(Extracted data entries)
_ _ _ _ _

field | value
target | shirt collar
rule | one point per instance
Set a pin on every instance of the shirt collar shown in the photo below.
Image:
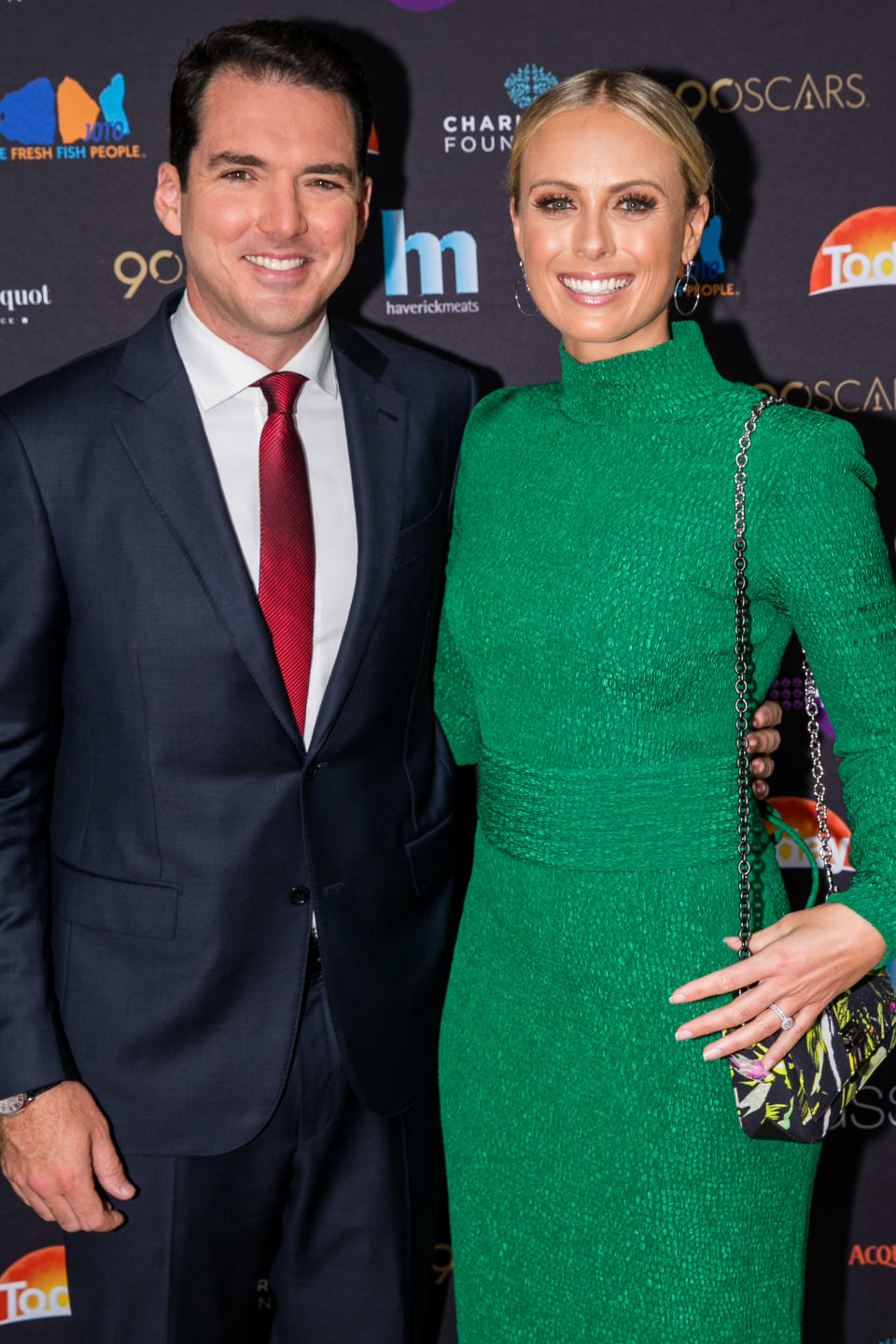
(217, 371)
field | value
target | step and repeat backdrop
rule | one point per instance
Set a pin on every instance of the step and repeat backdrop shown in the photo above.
(797, 275)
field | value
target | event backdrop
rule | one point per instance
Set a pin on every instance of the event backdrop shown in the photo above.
(797, 271)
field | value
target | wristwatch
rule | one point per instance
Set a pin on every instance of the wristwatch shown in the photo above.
(16, 1103)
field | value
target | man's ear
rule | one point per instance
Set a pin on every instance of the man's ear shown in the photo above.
(168, 198)
(363, 208)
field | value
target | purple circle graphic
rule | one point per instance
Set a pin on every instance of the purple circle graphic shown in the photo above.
(422, 6)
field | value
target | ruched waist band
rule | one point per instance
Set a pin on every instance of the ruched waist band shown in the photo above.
(653, 816)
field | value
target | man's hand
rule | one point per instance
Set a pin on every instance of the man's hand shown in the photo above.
(57, 1154)
(762, 744)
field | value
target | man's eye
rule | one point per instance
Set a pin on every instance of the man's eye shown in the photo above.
(555, 204)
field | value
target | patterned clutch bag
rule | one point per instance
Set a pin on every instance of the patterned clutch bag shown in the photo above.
(812, 1086)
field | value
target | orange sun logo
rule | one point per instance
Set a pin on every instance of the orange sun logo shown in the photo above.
(857, 253)
(35, 1286)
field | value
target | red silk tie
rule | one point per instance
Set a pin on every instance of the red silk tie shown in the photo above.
(287, 573)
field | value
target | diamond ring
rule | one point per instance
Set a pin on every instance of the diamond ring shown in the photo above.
(786, 1023)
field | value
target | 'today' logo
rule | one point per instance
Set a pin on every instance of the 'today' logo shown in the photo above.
(801, 816)
(859, 253)
(35, 1288)
(35, 118)
(778, 93)
(477, 131)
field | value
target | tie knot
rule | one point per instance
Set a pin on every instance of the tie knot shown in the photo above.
(281, 390)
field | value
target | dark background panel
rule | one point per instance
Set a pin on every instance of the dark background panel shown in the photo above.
(798, 103)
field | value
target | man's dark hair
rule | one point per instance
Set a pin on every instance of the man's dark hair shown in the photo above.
(266, 49)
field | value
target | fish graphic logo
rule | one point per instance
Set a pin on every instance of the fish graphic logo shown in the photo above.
(36, 113)
(857, 253)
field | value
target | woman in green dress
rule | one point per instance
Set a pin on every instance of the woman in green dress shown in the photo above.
(601, 1185)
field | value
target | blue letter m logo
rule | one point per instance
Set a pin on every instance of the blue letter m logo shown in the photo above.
(428, 249)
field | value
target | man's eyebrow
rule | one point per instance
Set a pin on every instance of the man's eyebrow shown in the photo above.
(330, 171)
(227, 159)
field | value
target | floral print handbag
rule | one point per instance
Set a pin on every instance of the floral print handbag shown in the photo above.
(807, 1092)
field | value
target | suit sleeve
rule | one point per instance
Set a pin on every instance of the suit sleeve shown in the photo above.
(33, 623)
(832, 573)
(455, 693)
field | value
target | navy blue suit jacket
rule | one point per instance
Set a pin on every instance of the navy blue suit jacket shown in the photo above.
(158, 805)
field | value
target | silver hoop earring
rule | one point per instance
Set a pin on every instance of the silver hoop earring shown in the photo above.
(681, 289)
(520, 280)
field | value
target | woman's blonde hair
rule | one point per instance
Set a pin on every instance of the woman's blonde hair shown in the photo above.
(638, 95)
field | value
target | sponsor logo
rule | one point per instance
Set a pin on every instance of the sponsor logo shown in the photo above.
(35, 1286)
(528, 84)
(874, 1255)
(857, 253)
(709, 268)
(131, 268)
(471, 132)
(16, 304)
(422, 6)
(847, 396)
(800, 813)
(869, 1111)
(42, 122)
(779, 93)
(430, 252)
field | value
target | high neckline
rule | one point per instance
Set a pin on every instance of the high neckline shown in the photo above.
(675, 374)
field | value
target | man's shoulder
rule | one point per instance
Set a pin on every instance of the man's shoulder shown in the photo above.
(73, 379)
(81, 388)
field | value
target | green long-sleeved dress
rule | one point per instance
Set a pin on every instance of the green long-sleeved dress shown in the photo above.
(601, 1187)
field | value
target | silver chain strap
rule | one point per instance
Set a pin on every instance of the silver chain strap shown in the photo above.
(819, 776)
(742, 652)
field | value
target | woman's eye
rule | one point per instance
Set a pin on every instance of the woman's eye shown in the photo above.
(555, 204)
(637, 204)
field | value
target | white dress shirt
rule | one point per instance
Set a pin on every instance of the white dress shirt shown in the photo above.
(232, 414)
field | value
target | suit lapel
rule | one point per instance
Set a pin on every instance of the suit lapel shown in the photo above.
(164, 439)
(376, 431)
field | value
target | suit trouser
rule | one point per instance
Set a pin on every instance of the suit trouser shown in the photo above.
(329, 1214)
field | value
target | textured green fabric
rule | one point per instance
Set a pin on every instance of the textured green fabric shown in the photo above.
(601, 1187)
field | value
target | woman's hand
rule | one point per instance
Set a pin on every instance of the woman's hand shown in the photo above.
(762, 742)
(801, 962)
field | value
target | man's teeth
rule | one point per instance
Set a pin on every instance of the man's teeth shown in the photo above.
(595, 287)
(278, 262)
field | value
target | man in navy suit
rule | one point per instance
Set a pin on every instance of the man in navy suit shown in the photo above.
(226, 903)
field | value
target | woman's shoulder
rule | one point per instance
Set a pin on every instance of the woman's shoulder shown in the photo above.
(807, 442)
(500, 412)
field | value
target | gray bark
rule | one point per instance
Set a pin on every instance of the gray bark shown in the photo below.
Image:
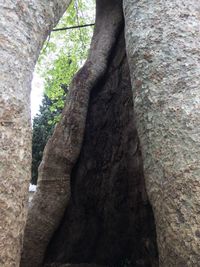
(63, 148)
(163, 45)
(24, 26)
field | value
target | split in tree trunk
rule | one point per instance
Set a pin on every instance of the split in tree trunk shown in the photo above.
(92, 169)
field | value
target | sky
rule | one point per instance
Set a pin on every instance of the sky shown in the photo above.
(36, 94)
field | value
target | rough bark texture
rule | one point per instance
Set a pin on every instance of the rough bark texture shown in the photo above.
(24, 26)
(62, 150)
(109, 219)
(163, 45)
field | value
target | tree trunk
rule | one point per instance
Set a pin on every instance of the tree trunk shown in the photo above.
(23, 28)
(108, 207)
(163, 46)
(63, 148)
(108, 220)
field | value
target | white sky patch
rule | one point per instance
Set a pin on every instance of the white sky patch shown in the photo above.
(36, 94)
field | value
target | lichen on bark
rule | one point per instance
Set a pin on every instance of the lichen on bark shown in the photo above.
(163, 45)
(24, 26)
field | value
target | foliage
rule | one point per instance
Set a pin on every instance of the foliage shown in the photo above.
(63, 54)
(42, 130)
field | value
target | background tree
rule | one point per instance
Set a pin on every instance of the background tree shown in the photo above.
(59, 60)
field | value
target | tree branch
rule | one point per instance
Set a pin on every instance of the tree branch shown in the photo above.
(73, 27)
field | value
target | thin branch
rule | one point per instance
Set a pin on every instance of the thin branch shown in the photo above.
(73, 27)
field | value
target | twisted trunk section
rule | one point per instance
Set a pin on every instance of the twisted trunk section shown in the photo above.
(108, 220)
(63, 148)
(24, 26)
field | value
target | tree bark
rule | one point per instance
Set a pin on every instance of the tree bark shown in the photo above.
(163, 47)
(24, 26)
(63, 148)
(91, 172)
(108, 220)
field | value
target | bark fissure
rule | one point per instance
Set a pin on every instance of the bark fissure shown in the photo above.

_ _ _ _ _

What the exercise asks >>
Check each line of the data above for the string "below", and copy the ones that have it.

Written answer >>
Set a pin on every instance of the shirt collar shown in the photo below.
Set a pin on every instance of the gray bark shown in the photo below.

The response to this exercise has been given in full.